Start of THE DATA

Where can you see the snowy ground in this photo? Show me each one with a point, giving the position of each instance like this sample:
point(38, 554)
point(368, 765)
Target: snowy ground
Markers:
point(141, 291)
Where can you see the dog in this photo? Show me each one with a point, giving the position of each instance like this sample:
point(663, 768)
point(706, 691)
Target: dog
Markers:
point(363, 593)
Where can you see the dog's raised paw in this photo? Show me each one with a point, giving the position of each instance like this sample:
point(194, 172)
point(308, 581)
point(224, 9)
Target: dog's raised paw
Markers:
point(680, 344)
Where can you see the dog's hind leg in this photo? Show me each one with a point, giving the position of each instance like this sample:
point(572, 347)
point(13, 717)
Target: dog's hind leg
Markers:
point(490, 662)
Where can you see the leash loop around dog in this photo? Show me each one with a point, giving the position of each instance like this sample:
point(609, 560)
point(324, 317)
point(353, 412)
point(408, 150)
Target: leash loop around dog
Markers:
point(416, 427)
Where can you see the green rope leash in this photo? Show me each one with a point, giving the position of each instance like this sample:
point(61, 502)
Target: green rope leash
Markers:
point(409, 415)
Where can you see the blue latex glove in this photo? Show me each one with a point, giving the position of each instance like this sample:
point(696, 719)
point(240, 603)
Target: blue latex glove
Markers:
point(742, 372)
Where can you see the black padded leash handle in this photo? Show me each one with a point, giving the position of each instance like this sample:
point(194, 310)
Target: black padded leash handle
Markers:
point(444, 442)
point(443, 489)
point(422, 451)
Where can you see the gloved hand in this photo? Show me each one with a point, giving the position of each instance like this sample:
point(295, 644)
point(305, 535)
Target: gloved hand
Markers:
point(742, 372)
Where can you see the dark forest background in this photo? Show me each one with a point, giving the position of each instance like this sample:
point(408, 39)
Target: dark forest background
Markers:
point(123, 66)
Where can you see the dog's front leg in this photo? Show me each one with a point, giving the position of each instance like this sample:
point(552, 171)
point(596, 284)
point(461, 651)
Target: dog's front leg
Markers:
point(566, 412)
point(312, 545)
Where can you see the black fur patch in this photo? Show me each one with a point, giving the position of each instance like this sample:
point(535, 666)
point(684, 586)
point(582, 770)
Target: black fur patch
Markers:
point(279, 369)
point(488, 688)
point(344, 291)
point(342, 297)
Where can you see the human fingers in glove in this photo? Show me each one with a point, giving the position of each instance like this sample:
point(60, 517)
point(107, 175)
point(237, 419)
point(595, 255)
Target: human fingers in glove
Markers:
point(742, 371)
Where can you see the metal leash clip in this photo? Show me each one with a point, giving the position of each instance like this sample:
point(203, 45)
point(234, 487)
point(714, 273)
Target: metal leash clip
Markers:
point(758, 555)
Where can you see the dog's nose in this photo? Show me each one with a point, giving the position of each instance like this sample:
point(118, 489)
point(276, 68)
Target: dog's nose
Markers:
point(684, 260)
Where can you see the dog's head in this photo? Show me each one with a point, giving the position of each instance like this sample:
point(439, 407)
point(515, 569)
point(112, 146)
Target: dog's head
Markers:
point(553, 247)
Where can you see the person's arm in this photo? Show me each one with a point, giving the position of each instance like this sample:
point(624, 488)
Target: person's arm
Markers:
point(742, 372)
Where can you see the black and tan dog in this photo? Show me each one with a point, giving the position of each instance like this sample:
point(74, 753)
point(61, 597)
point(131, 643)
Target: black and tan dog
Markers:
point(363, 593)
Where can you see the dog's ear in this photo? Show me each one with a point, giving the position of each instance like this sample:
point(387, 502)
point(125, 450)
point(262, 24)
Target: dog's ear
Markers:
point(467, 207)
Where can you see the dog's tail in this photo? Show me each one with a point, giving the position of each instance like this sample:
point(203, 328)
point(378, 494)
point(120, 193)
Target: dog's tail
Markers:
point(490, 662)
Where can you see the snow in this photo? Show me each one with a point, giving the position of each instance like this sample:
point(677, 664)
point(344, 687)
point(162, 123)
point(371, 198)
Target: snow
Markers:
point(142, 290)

End of THE DATA

Your answer must be the full listing, restated word for word.

• TASK RESPONSE:
Where can you see the snowy ground in this photo? Show me each one with a point, giving the position of each instance like this sample:
point(38, 554)
point(368, 765)
Target: snowy ground
Markers:
point(141, 291)
Where can you see the dog in this photo? Show me each one with a point, giving the position of each instance like this sample:
point(663, 768)
point(706, 691)
Target: dog
Markers:
point(363, 593)
Where can you see the dog's raised paw in this photo? Show me each one with a point, giving the position of each instance like this sample:
point(194, 172)
point(308, 581)
point(224, 9)
Target: dog's raised paw
Markers:
point(680, 344)
Where can you see the dog's hind leg in this photo? Show me each one with a point, giving the position of each instance like this sample:
point(572, 347)
point(13, 717)
Target: dog's hind leg
Markers:
point(490, 662)
Where can you see the leash loop around dog in this photo? Show me each one with a point, giving the position of each instance like this sample:
point(609, 560)
point(324, 317)
point(353, 412)
point(408, 150)
Target: leash loop around dog
Markers:
point(416, 427)
Where can you see the green rope leash in this photo? Show me each one with a point, giving the position of each instance like this sample:
point(61, 502)
Target: green rope leash
Markers:
point(409, 415)
Where can you see the blue latex glove in this photo? Show me each one with a point, giving the position of each instance like this sample:
point(696, 719)
point(240, 603)
Target: blue latex glove
Markers:
point(742, 372)
Where can you see the black padded leash handle in this photo? Show me each one with a point, giving the position of each instance like this sample:
point(194, 310)
Target: black padded leash handle
Markers:
point(444, 442)
point(443, 489)
point(422, 451)
Where can you see the gloved hand in this photo? Show me each one with a point, giving the position of each instance like this sample:
point(295, 644)
point(305, 535)
Target: gloved hand
Markers:
point(742, 372)
Where can you see the dark forest background in this photo? Show me each one with a point, giving the position of each instance like this sample:
point(408, 39)
Target: dark forest background
Markers:
point(123, 66)
Where can you see the dog's front leg in this photo? Show me each one with a point, giving the position of each instance like this sample:
point(552, 171)
point(596, 284)
point(461, 651)
Target: dog's front leg
Markers:
point(566, 412)
point(312, 545)
Where can you see the black fur patch in this photo? Show me each one with a point, giving the position of each instance like this sample:
point(535, 666)
point(684, 586)
point(582, 770)
Target: black fur patch
Markers:
point(279, 369)
point(488, 688)
point(344, 291)
point(342, 297)
Where can you see the human fingers in glove in this photo? Show me each one with a point, giving the position of each instance like this sample:
point(60, 517)
point(107, 175)
point(237, 419)
point(595, 255)
Target: human fingers in glove
Markers:
point(742, 371)
Where can you see the metal leash clip in this photo? Show me each one with a point, giving the position of each instance like this sample:
point(203, 45)
point(234, 487)
point(714, 273)
Target: metal leash clip
Markers:
point(758, 555)
Where can you see the dog's nose in this photo? Show me each one with a point, giving the position of each instance like this sample:
point(118, 489)
point(276, 68)
Target: dog's nose
Markers:
point(684, 260)
Where can you see the dog's head in this photo? Show me each one with a point, giving the position of each instance like this sample:
point(439, 407)
point(515, 569)
point(112, 146)
Target: dog's head
Markers:
point(553, 247)
Where can you see the person's arm in this photo? Show me each one with a point, giving the position of each instance like this sample:
point(624, 488)
Target: person's arm
Markers:
point(742, 372)
Where can you see the black and tan dog in this photo? Show me each one with a point, giving the position of each instance like this sample:
point(74, 753)
point(61, 597)
point(131, 643)
Target: black and tan dog
Markers:
point(363, 593)
Where can you see the dog's ear in this photo? Show me each one with a point, giving the position of each instance like this sample:
point(387, 502)
point(125, 450)
point(262, 24)
Target: dog's ear
Markers:
point(467, 207)
Where can you see the dog's tail in this photo? Show me each one with a point, giving the position of each instance like this sample:
point(203, 328)
point(378, 494)
point(120, 193)
Target: dog's tail
Markers:
point(490, 662)
Where can you see the snow in this photo? Show me each one with a point, giving the position of each instance like this sample:
point(677, 664)
point(344, 687)
point(162, 123)
point(371, 198)
Target: snow
Markers:
point(142, 290)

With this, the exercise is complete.